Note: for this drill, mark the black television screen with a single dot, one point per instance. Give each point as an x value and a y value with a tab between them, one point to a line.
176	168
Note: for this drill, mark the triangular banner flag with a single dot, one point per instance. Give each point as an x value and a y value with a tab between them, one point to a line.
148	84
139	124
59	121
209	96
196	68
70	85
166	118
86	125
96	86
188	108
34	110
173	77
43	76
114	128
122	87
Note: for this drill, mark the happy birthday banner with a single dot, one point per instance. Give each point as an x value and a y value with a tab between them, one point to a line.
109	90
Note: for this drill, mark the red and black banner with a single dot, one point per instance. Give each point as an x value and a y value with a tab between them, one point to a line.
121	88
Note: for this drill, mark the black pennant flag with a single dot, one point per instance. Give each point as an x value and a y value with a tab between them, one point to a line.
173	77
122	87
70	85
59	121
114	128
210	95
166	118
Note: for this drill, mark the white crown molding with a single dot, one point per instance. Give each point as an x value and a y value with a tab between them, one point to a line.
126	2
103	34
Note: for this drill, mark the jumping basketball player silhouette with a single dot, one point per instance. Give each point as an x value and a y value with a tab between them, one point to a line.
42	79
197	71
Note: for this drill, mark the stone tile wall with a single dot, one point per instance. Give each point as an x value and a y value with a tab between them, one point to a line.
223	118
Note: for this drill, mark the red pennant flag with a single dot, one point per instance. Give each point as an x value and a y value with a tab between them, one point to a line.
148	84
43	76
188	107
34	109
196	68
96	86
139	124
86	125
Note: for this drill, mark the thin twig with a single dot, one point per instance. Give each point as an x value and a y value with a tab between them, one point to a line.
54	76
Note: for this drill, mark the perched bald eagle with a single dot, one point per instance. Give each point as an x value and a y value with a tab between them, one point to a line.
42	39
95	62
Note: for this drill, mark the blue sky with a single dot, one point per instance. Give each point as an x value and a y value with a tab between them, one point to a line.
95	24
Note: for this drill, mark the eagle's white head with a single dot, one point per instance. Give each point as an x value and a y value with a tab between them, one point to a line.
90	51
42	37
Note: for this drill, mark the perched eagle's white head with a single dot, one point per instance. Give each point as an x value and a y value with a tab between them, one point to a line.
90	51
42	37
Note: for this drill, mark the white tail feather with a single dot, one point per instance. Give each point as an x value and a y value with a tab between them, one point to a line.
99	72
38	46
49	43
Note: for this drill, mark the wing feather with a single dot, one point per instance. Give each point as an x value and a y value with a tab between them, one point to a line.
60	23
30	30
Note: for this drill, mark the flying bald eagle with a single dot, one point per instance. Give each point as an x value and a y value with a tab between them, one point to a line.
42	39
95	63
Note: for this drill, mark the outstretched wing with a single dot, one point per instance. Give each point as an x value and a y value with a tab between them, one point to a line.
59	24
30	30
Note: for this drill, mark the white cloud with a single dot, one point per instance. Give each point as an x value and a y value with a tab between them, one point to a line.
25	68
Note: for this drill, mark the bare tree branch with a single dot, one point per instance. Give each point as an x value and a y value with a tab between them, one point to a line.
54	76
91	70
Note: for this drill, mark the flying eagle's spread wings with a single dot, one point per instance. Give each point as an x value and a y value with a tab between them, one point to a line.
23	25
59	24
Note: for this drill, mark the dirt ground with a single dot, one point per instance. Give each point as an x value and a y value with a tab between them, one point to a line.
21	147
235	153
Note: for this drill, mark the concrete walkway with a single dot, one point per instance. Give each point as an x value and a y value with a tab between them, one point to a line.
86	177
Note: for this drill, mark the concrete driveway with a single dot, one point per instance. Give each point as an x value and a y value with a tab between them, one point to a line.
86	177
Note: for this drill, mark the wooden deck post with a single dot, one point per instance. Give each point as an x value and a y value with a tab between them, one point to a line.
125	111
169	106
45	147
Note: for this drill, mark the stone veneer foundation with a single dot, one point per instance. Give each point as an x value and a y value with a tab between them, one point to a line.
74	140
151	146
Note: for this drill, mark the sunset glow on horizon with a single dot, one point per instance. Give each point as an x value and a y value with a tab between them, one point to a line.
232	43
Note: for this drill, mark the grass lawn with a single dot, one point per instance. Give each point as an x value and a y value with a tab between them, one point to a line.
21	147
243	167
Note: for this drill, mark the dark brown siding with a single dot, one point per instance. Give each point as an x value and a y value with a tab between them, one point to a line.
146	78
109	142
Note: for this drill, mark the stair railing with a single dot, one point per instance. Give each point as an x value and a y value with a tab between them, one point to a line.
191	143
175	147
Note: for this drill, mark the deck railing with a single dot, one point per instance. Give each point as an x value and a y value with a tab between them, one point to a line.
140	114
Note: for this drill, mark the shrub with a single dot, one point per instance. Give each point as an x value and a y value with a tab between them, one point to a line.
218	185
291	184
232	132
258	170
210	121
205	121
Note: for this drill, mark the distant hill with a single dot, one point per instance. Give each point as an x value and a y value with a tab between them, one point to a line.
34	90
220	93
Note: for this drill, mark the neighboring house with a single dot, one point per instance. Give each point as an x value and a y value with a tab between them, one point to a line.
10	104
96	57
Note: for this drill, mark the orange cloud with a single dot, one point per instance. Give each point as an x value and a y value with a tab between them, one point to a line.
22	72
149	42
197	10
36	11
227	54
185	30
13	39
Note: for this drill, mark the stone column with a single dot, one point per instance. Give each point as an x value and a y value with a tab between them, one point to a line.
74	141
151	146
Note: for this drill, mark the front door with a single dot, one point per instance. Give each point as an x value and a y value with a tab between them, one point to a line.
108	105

..........

This exercise needs each record retyped exactly as shown.

Solved problem ▸
Note: for this drill, mark the black television screen with a single dot, one point per instance. Give each point as an x value and a y value with a tab between them, one point to a line.
176	168
Note: for this drill, mark the triangular banner flag with a single dot, one point per instance. Give each point as an x value and a y value with a tab between them, one point to a line.
148	84
139	124
59	121
209	96
196	68
70	85
166	118
86	125
96	86
188	108
34	110
173	77
43	76
114	128
122	87
Note: for this drill, mark the happy birthday banner with a single dot, one point per instance. Give each point as an x value and a y value with a tab between them, one point to a line.
109	90
Note: for this drill, mark the red and black banner with a single dot, one point per instance. Give each point as an x value and a y value with a tab between them, one point to a line.
121	88
Note: for this drill, mark the black pennant flag with a single dot, one point per instance. Give each point as an x value and a y value with a tab between them, one point to a line.
173	77
122	87
70	85
59	121
114	128
210	95
166	118
Note: for this drill, mark the white crown molding with a single dot, one point per instance. Give each point as an x value and a y value with a tab between them, one point to a line.
126	2
103	34
Note: for this drill, mark the jumping basketball player silhouette with a single dot, one point per instance. Give each point as an x value and a y value with a tab between them, one point to a line.
42	79
197	71
Note: for this drill, mark the stone tile wall with a single dot, one point per instance. Give each point as an x value and a y value with a tab between them, one point to a line.
223	118
Note: for this drill, mark the red pennant flag with a single dot, one point per instance. Give each point as an x value and a y value with a tab between them, one point to a line.
148	84
43	76
188	107
34	109
196	68
96	86
139	124
86	125
Note: for this drill, mark the thin twig with a single dot, one point per instance. Give each point as an x value and a y value with a tab between them, one point to a line.
54	76
Note: for this drill, mark the perched bald eagle with a single dot, one point per instance. Give each point as an x value and a y value with a tab between them, one point to a line.
42	39
95	62
Note: for this drill, mark the blue sky with a single dot, one point per instance. Give each point as an x value and a y value with a tab between them, one point to a line.
95	24
Note: for this drill, mark the eagle's white head with a single dot, one point per instance. Give each point as an x value and a y value with a tab between them, one point to a line.
90	51
42	37
Note: for this drill, mark the perched eagle's white head with a single dot, one point per instance. Give each point as an x value and a y value with a tab between them, one point to a line.
90	51
42	37
Note: for this drill, mark the white tail feather with a single dot, one point per instance. Give each point as an x value and a y value with a tab between them, one point to a line.
99	72
38	46
49	43
Note: for this drill, mark the wing feather with a single dot, one point per instance. Give each point as an x value and a y value with a tab between them, one point to a line.
60	23
30	30
Note: for this drill, mark the flying bald eagle with a single dot, one point per instance. Give each point as an x value and a y value with a tab between them, one point to a line.
42	39
95	63
Note: for this drill, mark the outstretched wing with a single dot, one point per instance. Give each point as an x value and a y value with a tab between them, one point to a line.
59	24
30	30
Note: for this drill, mark the white cloud with a single dot, one point per instance. Give each point as an x value and a y value with a tab between them, one point to a line.
25	68
Note: for this drill, mark the bare tree branch with a single dot, one point per instance. Give each point as an x value and a y value with a tab between them, one point to a line.
54	76
91	70
Note: for this drill, mark the flying eagle's spread wings with a single dot, one point per instance. Give each point as an x value and a y value with a tab between them, one point to a line.
23	25
59	24
Note: for this drill, mark the dirt ground with a single dot, one point per instance. Give each point as an x value and a y value with a tab between them, one point to a line.
21	147
235	153
Note: for this drill, mark the concrete walkway with a single dot, one point per instance. Give each point as an x value and a y value with a tab between them, one point to a line.
86	177
Note: for this drill, mark the concrete driveway with a single dot, one point per instance. Give each point as an x value and a y value with a tab between them, one point to a line.
86	177
Note: for this drill, mark the wooden deck post with a single dot, one point per instance. Give each point as an x value and a y value with a tab between them, one point to a line.
125	111
169	106
45	147
Note: for this drill, mark the stone veneer foundation with a single dot, one point per instance. Give each point as an x value and a y value with a tab between them, one point to a line.
74	140
151	146
Note: for this drill, mark the sunset glow on horizon with a single dot, one point per instance. Give each point as an x value and a y value with a tab between them, one point to a line.
232	43
Note: for this drill, mark the grass lawn with a single dot, one point per instance. Give each point as an x value and a y value with a tab between them, one point to a line.
21	147
243	167
Note: for this drill, mark the dark brown siding with a single dot, one point per instance. Give each point as an x value and a y value with a tab between them, one point to a line.
146	78
109	142
Note: for this drill, mark the stair railing with a single dot, one point per instance. Give each point as an x value and a y value with a tab between them, one point to a line.
191	143
175	147
Note: for this drill, mark the deck railing with a single dot, one point per instance. Give each point as an x value and a y value with a tab between them, one point to a line.
140	114
Note: for this drill, mark the shrub with a single dot, one point per instance. Give each point as an x value and a y value with a tab between them, one point to a line.
218	185
291	184
232	132
258	170
210	121
205	121
Note: for this drill, mark the distant hill with a single dot, one point per instance. Give each point as an x value and a y value with a tab between them, one point to a line.
34	90
220	93
Note: for this drill, mark the neighboring house with a single dot, one point per instance. Give each point as an x value and a y value with a tab between them, one point to a line.
10	104
96	57
Note: for this drill, mark the orange cloud with a single dot, one point per instance. Give each point as an x value and a y value with a tab between them, one point to a line.
22	72
149	42
197	10
36	11
227	54
185	30
13	39
Note: for this drill, mark the stone column with a single dot, one point per instance. Give each point as an x value and a y value with a tab between them, one point to a line.
74	141
151	146
Note: for this drill, mark the front door with a single dot, one point per instance. Give each point as an x value and a y value with a tab between them, one point to a line.
108	105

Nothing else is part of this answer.